*** MATERIAL PROVIDED ***
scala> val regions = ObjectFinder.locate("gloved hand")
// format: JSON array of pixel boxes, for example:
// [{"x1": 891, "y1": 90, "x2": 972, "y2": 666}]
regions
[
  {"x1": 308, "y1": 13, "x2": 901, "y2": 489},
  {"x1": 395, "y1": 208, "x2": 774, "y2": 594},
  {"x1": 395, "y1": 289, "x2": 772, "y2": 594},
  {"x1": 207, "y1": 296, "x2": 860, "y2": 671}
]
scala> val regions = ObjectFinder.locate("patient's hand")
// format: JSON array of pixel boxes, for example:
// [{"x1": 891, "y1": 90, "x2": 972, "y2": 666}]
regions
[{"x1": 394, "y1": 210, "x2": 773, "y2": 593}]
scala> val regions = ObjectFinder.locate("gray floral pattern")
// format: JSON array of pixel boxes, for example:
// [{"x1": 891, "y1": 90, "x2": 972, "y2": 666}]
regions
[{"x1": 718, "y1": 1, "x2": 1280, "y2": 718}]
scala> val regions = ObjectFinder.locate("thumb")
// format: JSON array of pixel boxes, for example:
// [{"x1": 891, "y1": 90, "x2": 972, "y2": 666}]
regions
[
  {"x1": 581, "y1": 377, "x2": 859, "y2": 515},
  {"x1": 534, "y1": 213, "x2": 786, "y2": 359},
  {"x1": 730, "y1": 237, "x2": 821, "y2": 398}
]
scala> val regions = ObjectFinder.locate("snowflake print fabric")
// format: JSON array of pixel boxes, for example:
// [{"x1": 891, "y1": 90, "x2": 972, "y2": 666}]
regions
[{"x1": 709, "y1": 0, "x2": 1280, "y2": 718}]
*** End of MATERIAL PROVIDED ***
From the records above, pull out each line that has "hand".

scala> val regions = ObjectFinder.locate("gloved hand")
scala> val regions = ObjectFinder.locate("patient's hand")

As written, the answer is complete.